Deconstructing ResNets: Part 2 - PyTorch Implementation

Introduction

Part 1 covered why residual learning works -- learning deviations from identity gives gradients a clear path through deep networks. Now we translate that math into PyTorch, building from a single residual block up to the full ResNet-18/34/50/101/152 family and a smaller variant for CIFAR-10.

View Full Code on GitHub

The Residual Block

The ResidualBlock implements $y = F(x) + x$: two convolutions with a skip connection that bypasses both. One detail matters here -- ReLU comes after the addition, not before. If you put ReLU before the addition, the skip connection no longer passes a clean signal.

class ResidualBlock(nn.Module):
    expansion = 1  # Output channels = in_channels * expansion

    def __init__(self, in_channels, out_channels, stride=1, downsample=None):
        super().__init__()
        self.conv1 = nn.Conv2d(in_channels, out_channels, kernel_size=3,
                               stride=stride, padding=1, bias=False)
        self.bn1 = nn.BatchNorm2d(out_channels)
        self.conv2 = nn.Conv2d(out_channels, out_channels, kernel_size=3,
                               stride=1, padding=1, bias=False)
        self.bn2 = nn.BatchNorm2d(out_channels)
        self.downsample = downsample

    def forward(self, x):
        identity = x

        out = F.relu(self.bn1(self.conv1(x)))   # 3x3 conv -> BN -> ReLU
        out = self.bn2(self.conv2(out))          # 3x3 conv -> BN (no ReLU yet)

        if self.downsample is not None:
            identity = self.downsample(x)

▶ Records shown
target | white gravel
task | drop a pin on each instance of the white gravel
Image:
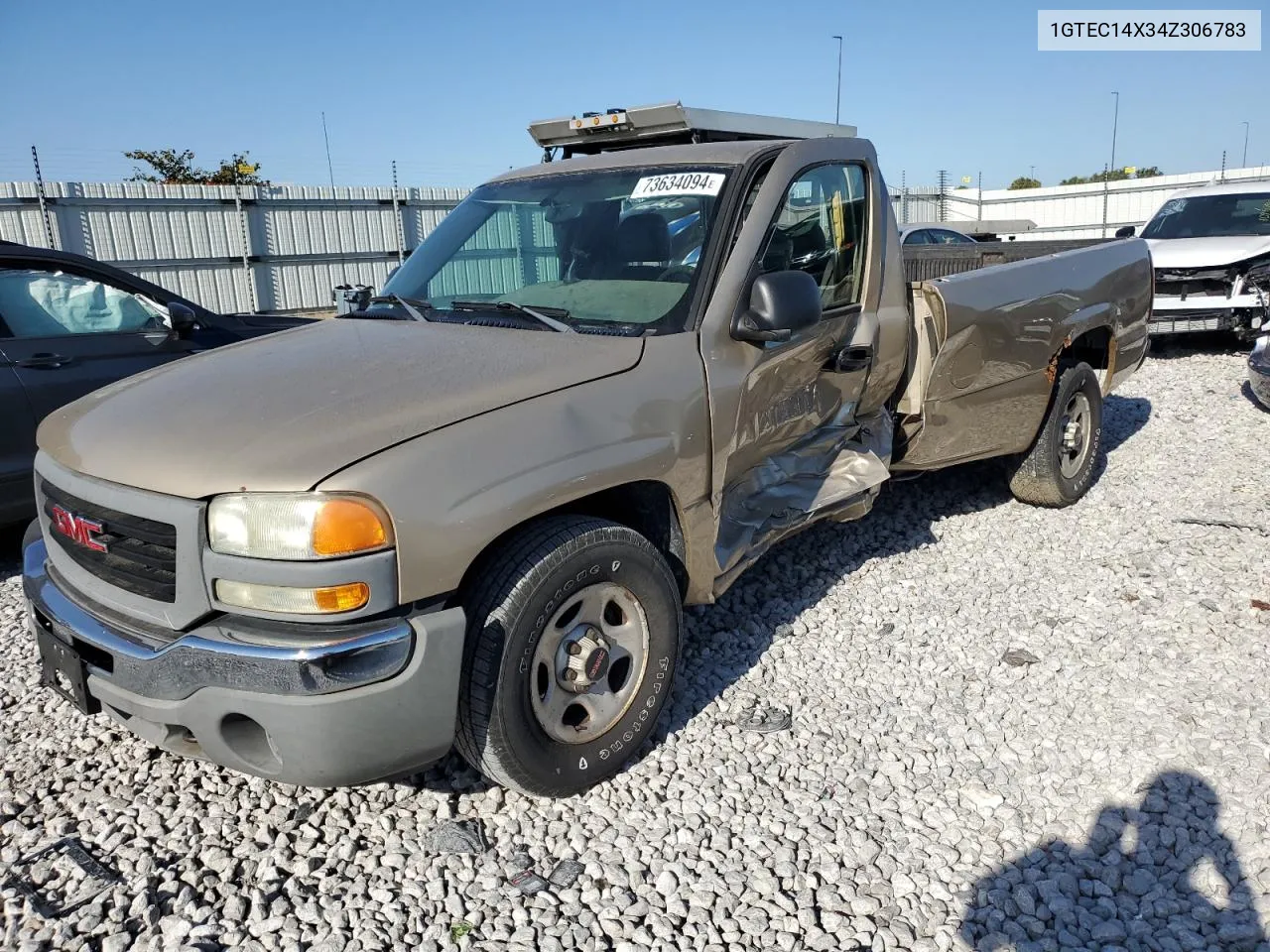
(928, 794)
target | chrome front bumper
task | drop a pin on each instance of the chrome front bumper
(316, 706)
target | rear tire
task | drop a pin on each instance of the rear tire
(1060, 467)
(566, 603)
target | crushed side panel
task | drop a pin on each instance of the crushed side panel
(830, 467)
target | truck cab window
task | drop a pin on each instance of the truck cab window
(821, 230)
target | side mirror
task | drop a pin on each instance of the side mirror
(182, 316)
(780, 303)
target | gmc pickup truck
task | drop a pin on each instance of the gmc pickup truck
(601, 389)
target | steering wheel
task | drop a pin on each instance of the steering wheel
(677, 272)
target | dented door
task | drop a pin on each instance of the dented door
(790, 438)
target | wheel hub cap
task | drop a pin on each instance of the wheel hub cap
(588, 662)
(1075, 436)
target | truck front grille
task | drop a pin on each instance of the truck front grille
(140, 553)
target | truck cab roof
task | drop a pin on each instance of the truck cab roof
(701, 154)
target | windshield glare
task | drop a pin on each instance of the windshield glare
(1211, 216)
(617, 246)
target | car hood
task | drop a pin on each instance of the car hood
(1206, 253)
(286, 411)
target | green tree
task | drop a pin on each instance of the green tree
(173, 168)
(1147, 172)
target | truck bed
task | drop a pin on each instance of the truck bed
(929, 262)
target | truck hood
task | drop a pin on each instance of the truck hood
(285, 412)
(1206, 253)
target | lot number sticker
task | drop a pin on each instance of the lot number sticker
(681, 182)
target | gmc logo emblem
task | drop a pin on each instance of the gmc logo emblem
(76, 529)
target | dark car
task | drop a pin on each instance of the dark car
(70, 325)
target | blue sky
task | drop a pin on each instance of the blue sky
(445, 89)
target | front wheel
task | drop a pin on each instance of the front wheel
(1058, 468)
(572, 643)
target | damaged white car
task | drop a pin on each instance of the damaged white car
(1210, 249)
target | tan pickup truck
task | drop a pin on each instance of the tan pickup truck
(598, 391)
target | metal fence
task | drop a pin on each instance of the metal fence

▶ Set problem A
From the ResNet PyTorch walkthrough, extract the passage between "Introduction" and "a clean signal.", inclusive.
▶ Set problem B
Using the ResNet PyTorch walkthrough, determine whether each statement agrees with it. Answer yes or no for each, and quote the words of the walkthrough that decide it.
(i) In the residual block, ReLU is applied before the addition of the skip connection.
(ii) The convolution layers in the block are created without a bias term.
(iii) The walkthrough builds a smaller variant for CIFAR-10.

▶ Complete answer A
Introduction

Part 1 covered why residual learning works -- learning deviations from identity gives gradients a clear path through deep networks. Now we translate that math into PyTorch, building from a single residual block up to the full ResNet-18/34/50/101/152 family and a smaller variant for CIFAR-10.

View Full Code on GitHub

The Residual Block

The ResidualBlock implements $y = F(x) + x$: two convolutions with a skip connection that bypasses both. One detail matters here -- ReLU comes after the addition, not before. If you put ReLU before the addition, the skip connection no longer passes a clean signal.

▶ Complete answer B
(i) No: "ReLU comes after the addition, not before."
(ii) Yes: "bias=False"
(iii) Yes: "a smaller variant for CIFAR-10"